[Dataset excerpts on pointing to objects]
━━━━━━━━━━━━━━━━━━━━━━━━━━━━━━
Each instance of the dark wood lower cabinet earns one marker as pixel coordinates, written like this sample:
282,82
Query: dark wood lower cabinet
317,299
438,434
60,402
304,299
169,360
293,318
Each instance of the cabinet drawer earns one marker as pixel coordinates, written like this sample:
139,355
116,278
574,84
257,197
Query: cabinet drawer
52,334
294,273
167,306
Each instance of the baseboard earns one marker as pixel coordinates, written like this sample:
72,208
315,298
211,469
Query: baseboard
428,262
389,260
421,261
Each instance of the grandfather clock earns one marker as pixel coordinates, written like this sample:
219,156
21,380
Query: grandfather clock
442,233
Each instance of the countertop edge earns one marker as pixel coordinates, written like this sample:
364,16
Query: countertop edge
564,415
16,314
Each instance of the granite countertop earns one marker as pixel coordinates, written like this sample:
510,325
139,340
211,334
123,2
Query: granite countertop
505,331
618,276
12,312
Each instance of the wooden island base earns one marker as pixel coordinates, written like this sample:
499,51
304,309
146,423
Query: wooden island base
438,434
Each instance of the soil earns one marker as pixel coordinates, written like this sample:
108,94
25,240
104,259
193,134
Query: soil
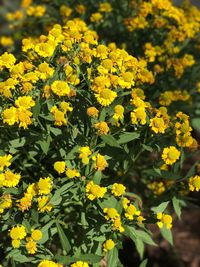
186,250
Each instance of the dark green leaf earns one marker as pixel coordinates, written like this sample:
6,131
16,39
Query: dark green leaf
63,238
127,137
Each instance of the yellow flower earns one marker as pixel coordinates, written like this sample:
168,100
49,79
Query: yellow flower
94,191
102,128
6,41
95,17
44,186
105,97
24,117
111,213
10,116
31,246
43,204
118,189
25,202
60,88
117,224
5,201
66,107
24,102
44,49
92,112
59,166
80,264
170,155
164,219
45,71
139,116
140,219
126,81
7,60
47,263
125,202
131,211
100,162
105,7
16,243
158,125
36,234
18,232
194,183
108,245
119,112
59,116
85,152
11,179
71,173
5,161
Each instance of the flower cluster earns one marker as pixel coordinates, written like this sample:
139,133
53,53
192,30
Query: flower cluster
96,123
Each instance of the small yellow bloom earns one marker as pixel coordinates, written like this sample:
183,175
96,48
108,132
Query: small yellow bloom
16,243
60,88
18,232
100,162
105,97
31,246
85,152
130,211
36,234
194,183
170,155
5,161
94,191
111,213
92,112
71,173
102,128
118,189
164,219
108,245
44,204
44,186
59,166
24,102
11,179
79,264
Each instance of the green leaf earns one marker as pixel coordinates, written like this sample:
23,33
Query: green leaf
177,206
19,142
45,144
160,208
63,238
145,237
127,137
18,257
108,203
110,140
55,131
147,148
130,232
45,232
196,123
65,259
167,234
97,177
56,199
144,263
112,258
90,258
140,247
36,109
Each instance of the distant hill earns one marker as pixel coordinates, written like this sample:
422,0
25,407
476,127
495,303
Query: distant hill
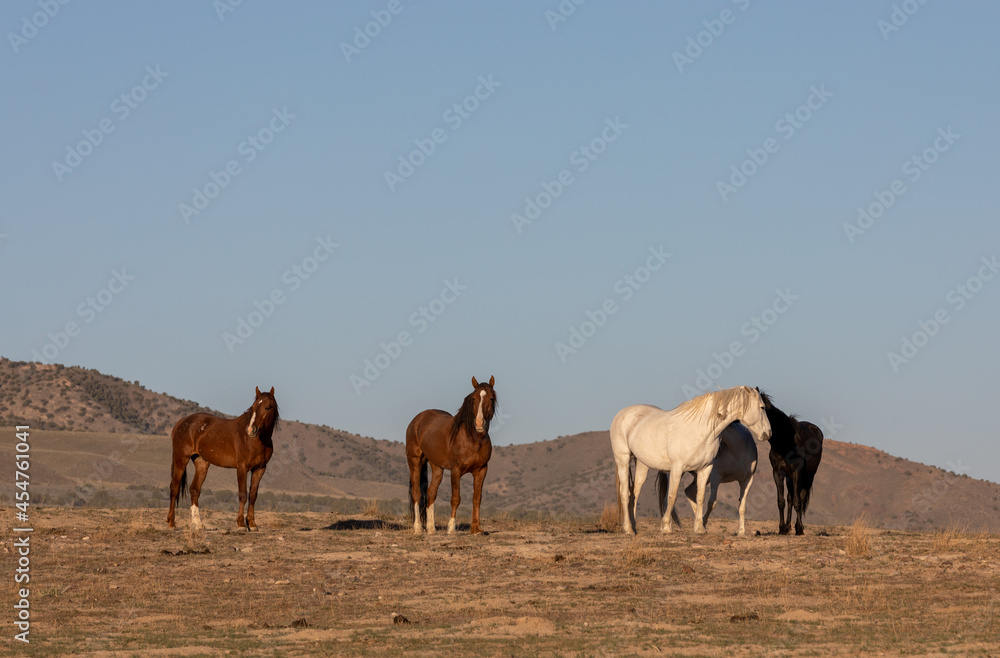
111,434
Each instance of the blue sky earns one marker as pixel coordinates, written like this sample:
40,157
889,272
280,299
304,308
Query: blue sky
620,134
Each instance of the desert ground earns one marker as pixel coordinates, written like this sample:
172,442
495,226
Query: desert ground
108,582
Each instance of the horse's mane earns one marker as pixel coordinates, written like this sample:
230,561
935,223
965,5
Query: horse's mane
711,403
465,417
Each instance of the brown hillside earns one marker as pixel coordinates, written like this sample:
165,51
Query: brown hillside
571,476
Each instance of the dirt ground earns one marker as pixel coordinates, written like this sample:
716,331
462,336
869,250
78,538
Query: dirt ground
117,582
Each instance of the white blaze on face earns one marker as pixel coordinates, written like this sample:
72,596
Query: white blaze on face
480,425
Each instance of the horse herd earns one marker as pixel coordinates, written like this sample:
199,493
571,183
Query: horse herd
712,436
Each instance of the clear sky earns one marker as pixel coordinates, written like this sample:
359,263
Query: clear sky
598,204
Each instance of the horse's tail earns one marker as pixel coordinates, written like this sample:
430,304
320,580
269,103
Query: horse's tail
182,492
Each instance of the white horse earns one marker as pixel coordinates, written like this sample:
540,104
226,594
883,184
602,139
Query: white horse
736,462
683,439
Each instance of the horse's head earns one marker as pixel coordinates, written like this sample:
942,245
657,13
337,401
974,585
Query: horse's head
484,399
264,413
754,414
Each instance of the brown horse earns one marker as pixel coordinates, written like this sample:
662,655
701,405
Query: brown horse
━━━━━━━━━━━━━━━━━━━━━━━━━━━━━━
● **WHAT THE TASK ASKS**
Present every line of the entries above as a Markdown table with the columns Row and Line, numbering the rows and skipping blank lines. Leave the pictures out of the table.

● **WRITTEN ANSWER**
| Row | Line |
|---|---|
| 1 | Each instance of the dark wood lower cabinet earns one marker as pixel coordinates, written like this sample: |
| 2 | 282,82 |
| 3 | Query: dark wood lower cabinet |
| 4 | 317,299 |
| 5 | 438,434 |
| 6 | 60,402 |
| 7 | 304,299 |
| 8 | 169,360 |
| 9 | 293,318 |
| 10 | Each instance of the cabinet drawer earns one marker as pixel coordinates, written like this sample: |
| 11 | 139,355 |
| 12 | 116,278 |
| 13 | 574,84 |
| 14 | 257,197 |
| 15 | Query: cabinet drawer |
| 16 | 52,334 |
| 17 | 294,273 |
| 18 | 167,306 |
| 19 | Each instance of the baseboard earns one marker as pixel coordinates, written like this sample: |
| 20 | 72,208 |
| 21 | 315,298 |
| 22 | 211,469 |
| 23 | Query: baseboard |
| 24 | 428,262 |
| 25 | 389,260 |
| 26 | 421,261 |
| 27 | Each instance of the grandfather clock earns one marker as pixel coordinates, written like this sample: |
| 28 | 219,156 |
| 29 | 21,380 |
| 30 | Query: grandfather clock |
| 31 | 442,233 |
| 32 | Each instance of the countertop edge earns one marker as pixel coordinates, written like this sample: |
| 33 | 364,16 |
| 34 | Query: countertop edge |
| 35 | 564,415 |
| 36 | 16,314 |
| 37 | Each instance of the granite countertop earns one marker as pixel coordinates, written like this sample: |
| 38 | 510,325 |
| 39 | 139,340 |
| 40 | 211,334 |
| 41 | 123,2 |
| 42 | Query: granite countertop |
| 43 | 505,331 |
| 44 | 618,276 |
| 45 | 12,312 |
| 46 | Each instance of the wooden island base earns one marker as pixel coordinates, written like this sample: |
| 47 | 499,51 |
| 48 | 304,309 |
| 49 | 146,423 |
| 50 | Query: wooden island base |
| 51 | 438,434 |
| 52 | Each instance of the soil earns one marker as pixel coordinates, written like this sample: |
| 53 | 108,94 |
| 54 | 25,240 |
| 55 | 104,259 |
| 56 | 193,134 |
| 57 | Query: soil |
| 58 | 186,250 |
| 59 | Each instance of the dark green leaf earns one marker as pixel coordinates, written like this sample: |
| 60 | 6,131 |
| 61 | 16,39 |
| 62 | Query: dark green leaf |
| 63 | 63,238 |
| 64 | 127,137 |
| 65 | Each instance of the yellow flower earns one marker as pixel coordinates, written like this sample: |
| 66 | 168,100 |
| 67 | 49,79 |
| 68 | Query: yellow flower |
| 69 | 94,191 |
| 70 | 102,128 |
| 71 | 6,41 |
| 72 | 95,17 |
| 73 | 44,186 |
| 74 | 105,97 |
| 75 | 24,117 |
| 76 | 111,213 |
| 77 | 10,116 |
| 78 | 31,246 |
| 79 | 43,204 |
| 80 | 118,189 |
| 81 | 25,202 |
| 82 | 60,88 |
| 83 | 117,224 |
| 84 | 5,201 |
| 85 | 66,107 |
| 86 | 24,102 |
| 87 | 44,49 |
| 88 | 92,112 |
| 89 | 59,166 |
| 90 | 80,264 |
| 91 | 170,155 |
| 92 | 164,219 |
| 93 | 45,71 |
| 94 | 139,116 |
| 95 | 140,219 |
| 96 | 126,81 |
| 97 | 7,60 |
| 98 | 47,263 |
| 99 | 125,202 |
| 100 | 131,211 |
| 101 | 100,162 |
| 102 | 105,7 |
| 103 | 16,243 |
| 104 | 158,125 |
| 105 | 36,234 |
| 106 | 18,232 |
| 107 | 194,183 |
| 108 | 108,245 |
| 109 | 119,112 |
| 110 | 59,116 |
| 111 | 85,152 |
| 112 | 11,179 |
| 113 | 71,173 |
| 114 | 5,161 |
| 115 | Each instance of the flower cluster earns one marker as pixel coordinates, written like this sample: |
| 116 | 139,133 |
| 117 | 53,53 |
| 118 | 192,30 |
| 119 | Query: flower cluster |
| 120 | 96,123 |
| 121 | Each instance of the small yellow bloom earns one marker as pixel coordinates, written like this sample: |
| 122 | 183,175 |
| 123 | 96,48 |
| 124 | 108,132 |
| 125 | Query: small yellow bloom |
| 126 | 16,243 |
| 127 | 60,88 |
| 128 | 18,232 |
| 129 | 100,162 |
| 130 | 105,97 |
| 131 | 31,246 |
| 132 | 85,152 |
| 133 | 130,211 |
| 134 | 36,234 |
| 135 | 194,183 |
| 136 | 170,155 |
| 137 | 5,161 |
| 138 | 94,191 |
| 139 | 111,213 |
| 140 | 92,112 |
| 141 | 71,173 |
| 142 | 102,128 |
| 143 | 118,189 |
| 144 | 164,219 |
| 145 | 108,245 |
| 146 | 44,204 |
| 147 | 44,186 |
| 148 | 59,166 |
| 149 | 24,102 |
| 150 | 11,179 |
| 151 | 79,264 |
| 152 | Each instance of the green leaf earns one marker as pixel coordinates, written like this sample: |
| 153 | 23,33 |
| 154 | Query: green leaf |
| 155 | 177,206 |
| 156 | 19,142 |
| 157 | 45,144 |
| 158 | 160,208 |
| 159 | 63,238 |
| 160 | 145,237 |
| 161 | 127,137 |
| 162 | 18,257 |
| 163 | 108,203 |
| 164 | 110,140 |
| 165 | 55,131 |
| 166 | 147,148 |
| 167 | 130,232 |
| 168 | 45,232 |
| 169 | 196,123 |
| 170 | 65,259 |
| 171 | 167,234 |
| 172 | 97,177 |
| 173 | 56,199 |
| 174 | 144,263 |
| 175 | 112,258 |
| 176 | 90,258 |
| 177 | 140,247 |
| 178 | 36,109 |
| 179 | Each instance of the distant hill earns one marker as pixel coordinates, written like this sample: |
| 180 | 422,0 |
| 181 | 25,407 |
| 182 | 476,127 |
| 183 | 495,303 |
| 184 | Query: distant hill |
| 185 | 111,434 |
| 186 | Each instance of the blue sky earns one marker as pixel coordinates, written like this sample: |
| 187 | 40,157 |
| 188 | 889,272 |
| 189 | 280,299 |
| 190 | 304,308 |
| 191 | Query: blue sky |
| 192 | 620,134 |
| 193 | Each instance of the desert ground earns one marker as pixel coordinates, written like this sample: |
| 194 | 172,442 |
| 195 | 495,226 |
| 196 | Query: desert ground |
| 197 | 108,582 |
| 198 | Each instance of the horse's mane earns one marker as pixel coordinates, written like this sample: |
| 199 | 230,561 |
| 200 | 935,223 |
| 201 | 965,5 |
| 202 | Query: horse's mane |
| 203 | 711,403 |
| 204 | 465,417 |
| 205 | Each instance of the brown hillside earns one marker as pixel coordinates, written like this sample: |
| 206 | 165,51 |
| 207 | Query: brown hillside |
| 208 | 571,476 |
| 209 | Each instance of the dirt ground earns one marker as pixel coordinates, written like this sample: |
| 210 | 716,331 |
| 211 | 462,336 |
| 212 | 869,250 |
| 213 | 78,538 |
| 214 | Query: dirt ground |
| 215 | 117,582 |
| 216 | Each instance of the white blaze on face earns one marker as pixel coordinates, written like this sample: |
| 217 | 72,596 |
| 218 | Query: white blaze on face |
| 219 | 480,425 |
| 220 | Each instance of the horse herd earns one marker as pixel coordinates, written like this sample: |
| 221 | 199,493 |
| 222 | 571,183 |
| 223 | Query: horse herd |
| 224 | 712,436 |
| 225 | Each instance of the clear sky earns one marker as pixel coordinates, written like this sample: |
| 226 | 359,263 |
| 227 | Query: clear sky |
| 228 | 598,204 |
| 229 | Each instance of the horse's tail earns one marker as pixel coordinates, written like this sample: |
| 230 | 430,304 |
| 231 | 320,580 |
| 232 | 269,103 |
| 233 | Query: horse's tail |
| 234 | 182,492 |
| 235 | Each instance of the white horse earns one marker as pixel coordinates, written like this sample: |
| 236 | 540,104 |
| 237 | 226,594 |
| 238 | 883,184 |
| 239 | 602,139 |
| 240 | Query: white horse |
| 241 | 736,462 |
| 242 | 683,439 |
| 243 | Each instance of the horse's head earns one marker as pixel coordinates, written like this sample: |
| 244 | 942,245 |
| 245 | 657,13 |
| 246 | 337,401 |
| 247 | 974,585 |
| 248 | Query: horse's head |
| 249 | 484,399 |
| 250 | 264,413 |
| 251 | 754,414 |
| 252 | Each instance of the brown horse earns one marker as pixel coordinates, written like this sample: |
| 253 | 662,655 |
| 254 | 701,405 |
| 255 | Query: brown horse |